# Exercise brief:
Answer these questions from the Swedavia text.
(a) Where is Swedavia's head office located?
(b) On what date was Swedavia formed?
(c) How many nationally owned airports were there when the decision to form Swedavia was made?

# Text excerpt:

□ □ □ □ □ □ □

Swedavia AB is a Swedish state-owned company, which owns and operates ten of Sweden's busiest airports. It has its head office at the air traffic control tower of Stockholm-Arlanda Airport in Sigtuna Municipality near Stockholm.

It was formed on 1 April 2010, when the Swedish Civil Aviation Administration was split up, and all commercial airport operation was transferred to Swedavia. Air navigation services continue as a state enterprise under the name LFV (Civil Aviation Administration). In 2010, the number of employees was about 2,600.

Airports 

When the decision was made to form Swedavia, there were 16 nationally owned airports, but it was a part of the decision to transfer six of them to local owners and keep ten large airports.

□ □ □ □ □ □ □

# Dataset excerpts:

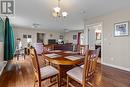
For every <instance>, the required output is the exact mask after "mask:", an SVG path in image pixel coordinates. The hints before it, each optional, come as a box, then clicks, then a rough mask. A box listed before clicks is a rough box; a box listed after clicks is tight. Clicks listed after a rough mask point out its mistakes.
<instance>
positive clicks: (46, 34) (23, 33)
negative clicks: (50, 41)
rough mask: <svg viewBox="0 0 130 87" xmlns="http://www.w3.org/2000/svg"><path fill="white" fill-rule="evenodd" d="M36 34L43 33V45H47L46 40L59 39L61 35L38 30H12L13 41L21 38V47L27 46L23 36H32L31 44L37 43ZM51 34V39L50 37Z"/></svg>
mask: <svg viewBox="0 0 130 87" xmlns="http://www.w3.org/2000/svg"><path fill="white" fill-rule="evenodd" d="M37 33H45V38H44V44H48V39H56V40H57V39H59V35H63V33H61V32H50V31H44V30H38V29H27V28H18V27H16V28H14V35H15V40H16V38H21V40H22V44H23V46H27V42H26V39H24V38H23V34H27V35H32V43H36V42H37ZM50 34H52V37H51V36H50Z"/></svg>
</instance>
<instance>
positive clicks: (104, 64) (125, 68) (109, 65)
mask: <svg viewBox="0 0 130 87" xmlns="http://www.w3.org/2000/svg"><path fill="white" fill-rule="evenodd" d="M102 64H103V65H106V66H110V67H113V68H117V69H121V70H125V71H129V72H130V68H125V67H121V66H116V65H112V64H108V63H102Z"/></svg>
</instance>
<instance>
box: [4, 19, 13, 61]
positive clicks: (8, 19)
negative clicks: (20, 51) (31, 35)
mask: <svg viewBox="0 0 130 87" xmlns="http://www.w3.org/2000/svg"><path fill="white" fill-rule="evenodd" d="M14 51H15V46H14V32H13V29H12V26H11V24H10V22H9V18H6V19H5V37H4V60H6V61H8V60H11V59H13V56H14Z"/></svg>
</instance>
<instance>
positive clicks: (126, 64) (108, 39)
mask: <svg viewBox="0 0 130 87" xmlns="http://www.w3.org/2000/svg"><path fill="white" fill-rule="evenodd" d="M129 9H130V8H125V9H121V10H118V11H115V12H113V13H111V14H107V15H105V16H100V17H95V18H92V19H89V20H87V21H86V24H87V25H90V24H95V23H99V22H103V53H102V57H103V58H102V59H103V60H102V63H104V64H106V65H110V66H113V67H116V68H121V69H124V70H130V55H129V54H130V35H129V36H125V37H114V35H113V33H114V23H118V22H123V21H130V10H129ZM129 26H130V24H129ZM129 33H130V27H129Z"/></svg>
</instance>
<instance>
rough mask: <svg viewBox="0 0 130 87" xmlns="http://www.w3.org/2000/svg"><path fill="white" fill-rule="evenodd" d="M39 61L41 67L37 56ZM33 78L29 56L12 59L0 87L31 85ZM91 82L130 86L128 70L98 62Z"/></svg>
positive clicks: (29, 86)
mask: <svg viewBox="0 0 130 87" xmlns="http://www.w3.org/2000/svg"><path fill="white" fill-rule="evenodd" d="M39 63H40V66H41V67H43V66H44V64H43V60H42V58H41V57H39ZM33 79H34V75H33V71H32V65H31V59H30V57H27V58H26V59H25V60H19V61H16V60H15V59H14V60H13V61H10V62H9V63H8V65H7V67H6V68H5V70H4V72H3V74H2V75H1V76H0V87H33V85H34V84H33V83H34V82H33V81H34V80H33ZM91 82H92V84H93V87H130V72H127V71H123V70H119V69H115V68H112V67H108V66H104V65H101V64H98V66H97V71H96V74H95V77H94V78H93V79H92V81H91ZM47 84H49V80H47V81H44V82H43V83H42V86H43V87H47ZM53 87H57V85H55V86H53ZM64 87H66V86H64ZM76 87H81V86H78V85H77V86H76Z"/></svg>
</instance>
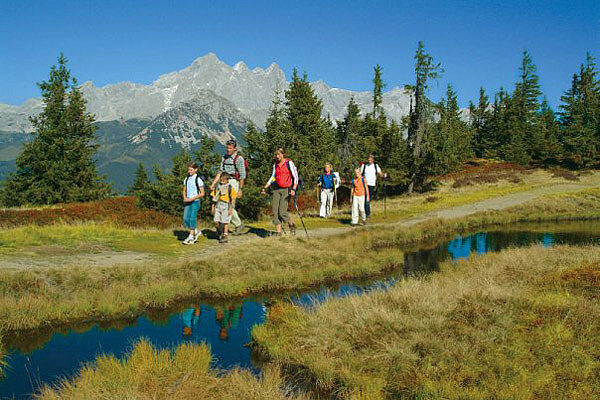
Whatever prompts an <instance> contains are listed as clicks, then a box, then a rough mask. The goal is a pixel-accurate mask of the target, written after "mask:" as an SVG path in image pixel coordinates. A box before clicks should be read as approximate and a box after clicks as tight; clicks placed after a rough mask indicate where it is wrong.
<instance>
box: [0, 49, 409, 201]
mask: <svg viewBox="0 0 600 400" xmlns="http://www.w3.org/2000/svg"><path fill="white" fill-rule="evenodd" d="M288 85H289V82H288V81H287V80H286V76H285V74H284V72H283V71H282V70H281V68H280V67H279V66H278V65H277V64H275V63H273V64H271V65H270V66H269V67H267V68H266V69H262V68H259V67H257V68H253V69H250V68H248V67H247V66H246V64H245V63H243V62H242V61H240V62H238V63H237V64H235V65H234V66H229V65H227V64H226V63H224V62H222V61H221V60H219V59H218V57H217V56H216V55H215V54H213V53H209V54H207V55H205V56H203V57H200V58H197V59H196V60H194V62H193V63H192V64H191V65H190V66H188V67H186V68H184V69H182V70H180V71H175V72H171V73H168V74H165V75H161V76H159V77H158V79H157V80H155V81H154V82H153V83H152V84H150V85H143V84H139V83H132V82H120V83H116V84H110V85H106V86H102V87H97V86H95V85H94V84H93V83H92V82H90V81H88V82H85V83H84V84H83V85H82V86H81V90H82V92H83V95H84V97H85V99H86V100H87V105H88V111H89V112H91V113H93V114H94V115H95V116H96V121H97V123H96V125H97V126H98V131H97V136H98V143H99V144H100V149H99V153H98V165H99V169H100V171H101V172H102V173H105V174H107V175H108V178H109V179H110V180H112V181H113V182H114V183H115V187H116V188H117V189H118V190H123V189H124V188H125V187H126V186H127V185H128V184H130V182H131V181H132V178H133V171H134V170H135V166H136V165H137V163H138V162H139V161H142V162H144V163H145V164H147V165H149V164H154V163H157V164H159V165H161V166H164V167H166V166H167V165H168V164H169V163H170V158H171V157H172V155H173V154H174V153H176V152H177V151H179V150H180V149H181V147H187V148H191V147H193V145H194V144H195V143H197V142H198V141H199V139H200V137H201V135H208V136H210V137H212V138H215V139H216V140H217V142H218V143H220V144H221V145H223V144H224V143H225V141H227V139H229V138H231V137H235V138H238V139H241V136H242V134H243V132H244V130H245V127H246V124H247V123H248V122H249V121H252V122H254V124H256V125H257V126H258V127H259V128H262V127H264V123H265V120H266V118H267V116H268V113H269V109H270V107H271V104H272V101H273V98H274V95H275V93H279V95H280V96H282V95H283V92H284V91H285V90H286V89H287V87H288ZM311 86H312V88H313V89H314V91H315V94H316V95H317V96H318V97H319V98H320V99H321V100H322V102H323V114H324V116H326V115H329V116H330V118H331V119H332V120H334V121H336V120H340V119H342V118H343V117H344V115H345V113H346V106H347V105H348V102H349V101H350V98H351V97H354V99H355V101H356V103H357V104H358V105H359V107H360V109H361V111H362V112H363V113H365V112H368V111H370V109H371V101H372V94H371V93H370V92H354V91H350V90H345V89H339V88H333V87H330V86H328V85H327V84H326V83H325V82H323V81H320V80H319V81H316V82H311ZM382 103H383V107H384V109H385V111H386V114H387V115H388V117H389V118H391V119H394V120H399V119H400V118H402V117H403V116H404V115H406V114H408V110H409V104H410V97H409V95H408V94H407V93H406V92H405V91H404V89H401V88H398V87H396V88H393V89H391V90H390V91H388V92H385V93H384V95H383V102H382ZM42 108H43V102H42V100H41V99H39V98H33V99H29V100H27V101H25V102H24V103H23V104H21V105H19V106H14V105H8V104H1V103H0V179H3V176H4V175H5V174H6V173H7V172H9V171H11V170H12V169H14V158H15V157H16V154H18V150H17V149H18V148H19V146H20V145H22V143H23V142H25V141H27V140H29V139H30V135H27V134H26V133H27V132H31V131H32V126H31V124H30V123H29V116H32V115H36V114H38V113H39V112H40V111H41V110H42ZM11 166H12V168H11Z"/></svg>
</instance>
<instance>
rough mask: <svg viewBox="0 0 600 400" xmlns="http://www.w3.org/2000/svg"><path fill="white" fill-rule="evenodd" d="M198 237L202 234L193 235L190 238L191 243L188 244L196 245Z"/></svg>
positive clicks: (197, 233) (199, 232)
mask: <svg viewBox="0 0 600 400" xmlns="http://www.w3.org/2000/svg"><path fill="white" fill-rule="evenodd" d="M200 236H202V233H200V232H198V233H196V234H195V235H194V236H193V237H192V240H191V243H190V244H192V243H196V242H197V241H198V238H199V237H200Z"/></svg>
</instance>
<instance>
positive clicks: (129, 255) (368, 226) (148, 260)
mask: <svg viewBox="0 0 600 400" xmlns="http://www.w3.org/2000/svg"><path fill="white" fill-rule="evenodd" d="M596 186H597V185H595V184H593V183H559V184H553V185H548V186H542V187H537V188H534V189H531V190H527V191H523V192H518V193H513V194H508V195H504V196H499V197H494V198H490V199H487V200H482V201H478V202H474V203H469V204H465V205H461V206H456V207H450V208H445V209H441V210H436V211H431V212H427V213H425V214H422V215H419V216H417V217H414V218H409V219H403V220H400V221H398V220H396V221H391V222H379V223H373V224H370V225H368V226H367V227H365V228H362V227H351V226H342V227H329V228H316V229H309V230H308V234H309V236H310V238H311V239H314V238H322V237H329V236H335V235H339V234H343V233H347V232H350V231H352V230H356V229H372V227H379V228H386V227H394V226H402V227H410V226H413V225H416V224H419V223H421V222H425V221H427V220H432V219H438V218H443V219H453V218H461V217H465V216H468V215H471V214H475V213H478V212H482V211H492V210H503V209H507V208H510V207H514V206H518V205H521V204H524V203H526V202H529V201H532V200H535V199H537V198H539V197H541V196H544V195H548V194H563V193H570V192H576V191H580V190H584V189H588V188H592V187H596ZM296 225H297V232H296V236H297V237H298V238H299V239H300V238H301V239H305V238H306V236H305V233H304V230H303V228H302V225H301V223H300V220H299V218H298V217H297V216H296ZM261 240H278V239H277V238H274V237H267V238H264V237H260V236H258V235H256V234H253V233H246V234H244V235H241V236H232V235H230V241H229V243H226V244H220V243H217V241H216V240H210V241H209V243H203V245H202V246H201V247H198V248H197V249H196V248H194V247H195V246H194V245H192V246H189V247H190V250H191V251H190V252H189V253H187V254H185V255H182V256H179V257H177V258H176V259H169V260H168V261H166V262H173V261H195V260H203V259H206V258H210V257H213V256H215V255H216V254H218V253H219V252H221V251H223V250H225V249H233V248H237V247H240V246H248V245H252V243H255V242H257V241H261ZM156 262H158V263H161V262H165V261H164V260H163V259H161V258H157V257H155V256H153V255H152V254H150V253H144V252H132V251H113V250H110V249H107V248H98V249H94V250H93V251H89V252H87V251H86V252H84V253H83V254H81V253H80V254H60V252H59V254H52V252H49V254H47V255H45V256H44V257H39V256H36V255H35V254H34V253H31V254H29V253H27V252H25V253H24V254H20V255H19V256H6V257H0V269H2V268H8V269H28V268H39V267H61V266H71V265H78V266H85V267H92V268H93V267H108V266H113V265H144V264H147V263H156Z"/></svg>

□ □ □ □ □ □ □

# Answer section:
(a) At the air traffic control tower of Stockholm-Arlanda Airport in Sigtuna Municipality near Stockholm.
(b) 1 April 2010.
(c) 16.